## Written instruction
Arrange every line of the listing below as a numbered list, omitting blank lines. Leave the pictures out of the answer.

Bounding box annotation entries
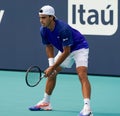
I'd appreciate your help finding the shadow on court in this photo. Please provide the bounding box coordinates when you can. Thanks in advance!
[0,71,120,116]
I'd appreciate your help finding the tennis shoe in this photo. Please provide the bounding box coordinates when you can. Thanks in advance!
[29,101,52,111]
[79,105,93,116]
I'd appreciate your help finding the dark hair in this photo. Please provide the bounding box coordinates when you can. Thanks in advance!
[49,15,55,20]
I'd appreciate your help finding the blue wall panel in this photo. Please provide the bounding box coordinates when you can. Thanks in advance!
[0,0,120,76]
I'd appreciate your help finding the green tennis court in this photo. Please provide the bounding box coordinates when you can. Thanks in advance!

## Written solution
1. I'd appreciate your help finding the shadow on court in this photo. Please provide the bounding box coordinates when you can. Thanks in advance!
2. [0,71,120,116]
3. I'd appreciate your help finding the tennis shoe in this photo. Please provide the bounding box coordinates when you can. Thanks in advance!
4. [29,101,52,111]
5. [79,105,93,116]
6. I'd appreciate your help finding the dark hair in this photo. Please provide the bounding box coordinates when you can. Thanks in advance!
7. [49,15,55,20]
8. I'd appreciate your help finding the blue wall panel in this photo. Please provide the bounding box coordinates when you can. Thanks in advance!
9. [0,0,120,76]
10. I'd appreciate your help finding the green tennis court in this photo. Please provide the bounding box coordinates when you can. Thanks in advance!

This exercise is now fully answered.